### [DESCRIPTION OF THE TASK]
Please list every component that the preservation risk text says operator errors apply to in its section on operator error.

### [DOCUMENT EXTRACT]
## Begin

Risk: Since all services and infrastructure resides in a cloud environment that has redundancy and adheres to SLAs long outages are unlikely. In case of a DNS outage system administrators could define local resolvers to keep internal services running. The external repository frontend may be compromised.

Media & Hardware Obsolescence

All media and hardware components will eventually fail. Before that, they may become obsolete in the sense of no longer being capable of communicating with other system components or being replaced when they do fail. This problem is particularly acute for removable media, which have a long history of remaining theoretically readable if only a suitable reader could be found.
APTrust is solely running on AWS infrastructure which is subject to the shared responsibility model[7]. AWS assumes responsibility of underlying hardware replacement and obsolescence. APTrust is informed of degraded hardware and if migration is necessary.
AWS Shared Responsibility Matrix

Risk: The assumed risk is low as APTrust is using Infrastructure as a service (IaaS) which makes management of physical hardware obsolete and hardware failure a non-issue.

Software Obsolescence

Similarly, software components will become obsolete. This will often be manifested as format obsolescence when, although the bits in which some data was encoded remain accessible, the information can no longer be decoded from the storage format into a legible form.
All software used in the APTrust repository is open source and most heavily community supported. We employ regular update and upgrade of software libraries to avoid security issues or out of date software. Wherever possible APTrust tries to keep a copy of software dependencies with its software.

Data format obsolescence is a risk which mostly lies with the depositors. The repository is kept up-to-date and functional as far as preservation activities go.

Since all the software is free and open-source, no financial provision need be made for its replacement or upgrade.

Risk: The risk of software obsolescence is assessed low. All software components are managed and updated on a regular basis.

Operator Error

Operator actions must be expected to include both recoverable and irrecoverable errors. This applies not merely to the digital preservation application itself, but also to the operating system on which it is running, the other applications sharing the same environment, the hardware underlying them, and the network through which they communicate.
Software:

Each software component of the repository that is developed by APTrust staff is unit tested with every commit. Before ingest, restore or fixity services are being deployed integration tests are executed to ensure predictable functionality and avoid bugs.

## End

Object location annotation data
## Begin

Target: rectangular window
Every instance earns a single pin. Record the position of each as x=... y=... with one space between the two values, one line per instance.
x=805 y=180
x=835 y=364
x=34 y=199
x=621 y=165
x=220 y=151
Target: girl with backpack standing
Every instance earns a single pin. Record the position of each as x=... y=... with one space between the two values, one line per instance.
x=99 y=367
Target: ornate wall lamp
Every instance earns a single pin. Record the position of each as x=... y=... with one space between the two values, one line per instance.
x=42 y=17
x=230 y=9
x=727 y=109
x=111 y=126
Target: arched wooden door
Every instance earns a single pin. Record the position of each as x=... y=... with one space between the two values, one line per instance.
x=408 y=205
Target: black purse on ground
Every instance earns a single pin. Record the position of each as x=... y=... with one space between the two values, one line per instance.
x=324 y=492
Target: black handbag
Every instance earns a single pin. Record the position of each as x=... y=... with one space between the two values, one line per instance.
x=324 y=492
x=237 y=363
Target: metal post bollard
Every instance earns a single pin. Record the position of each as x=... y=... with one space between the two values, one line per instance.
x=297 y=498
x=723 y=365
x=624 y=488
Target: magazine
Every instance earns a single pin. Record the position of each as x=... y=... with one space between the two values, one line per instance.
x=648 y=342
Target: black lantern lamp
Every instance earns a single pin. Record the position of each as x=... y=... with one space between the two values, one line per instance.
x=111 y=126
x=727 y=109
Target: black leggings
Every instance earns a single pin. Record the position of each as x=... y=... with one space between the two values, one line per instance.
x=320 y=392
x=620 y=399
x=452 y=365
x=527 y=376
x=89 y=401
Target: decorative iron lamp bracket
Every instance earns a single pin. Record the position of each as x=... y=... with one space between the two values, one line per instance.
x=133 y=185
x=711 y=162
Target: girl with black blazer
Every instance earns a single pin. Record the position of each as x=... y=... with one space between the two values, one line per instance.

## End

### [FULL ANSWER]
- The digital preservation application itself
- The operating system on which it is running
- The other applications sharing the same environment
- The hardware underlying them
- The network through which they communicate